*やること A*
書評の本文段落で「」に囲まれている語句を、出てくる順にすべて書き出すこと。
*やること B*
書評のうち、「桐野夏生 『日没』 岩波書店1800円+税(「本のメルマガ」で始まり「れが「ブンリン」の主張です。」まで続く部分を、一字も変えずに書き写すこと。

*本文抜粋*
· · ·

桐野夏生 『日没』 岩波書店1800円+税(「本のメルマガ 2020年10月25日掲載)


 本作の舞台は、政府批判が封じられ、「ポリティカルコレクトネス」が極端な形で求められるようになった、近未来(現在?)の日本です。そうした状況にうんざりしている主人公の女性作家のもとに、ある日「文化文芸倫理向上委員会」(ブンリン)なる団体から、「召喚状」が届きます。レイプのような過激な描写が多く、不快感を与えられたというクレームが読者から寄せられたというのが、彼女の「罪状」です。ヘイトスピーチだけではなく、人に不快感を与える一切の表現が、いまや不法なものとなった。これが「ブンリン」の主張です。

· · ·

*データセット*

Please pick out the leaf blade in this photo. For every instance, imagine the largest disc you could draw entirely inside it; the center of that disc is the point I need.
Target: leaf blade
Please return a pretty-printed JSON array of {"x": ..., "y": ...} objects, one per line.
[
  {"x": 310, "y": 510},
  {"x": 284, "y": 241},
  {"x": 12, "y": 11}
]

· · ·

*出力 A*
ポリティカルコレクトネス
文化文芸倫理向上委員会
召喚状
罪状
ブンリン

*出力 B*
桐野夏生 『日没』 岩波書店1800円+税(「本のメルマガ 2020年10月25日掲載)


 本作の舞台は、政府批判が封じられ、「ポリティカルコレクトネス」が極端な形で求められるようになった、近未来(現在?)の日本です。そうした状況にうんざりしている主人公の女性作家のもとに、ある日「文化文芸倫理向上委員会」(ブンリン)なる団体から、「召喚状」が届きます。レイプのような過激な描写が多く、不快感を与えられたというクレームが読者から寄せられたというのが、彼女の「罪状」です。ヘイトスピーチだけではなく、人に不快感を与える一切の表現が、いまや不法なものとなった。これが「ブンリン」の主張です。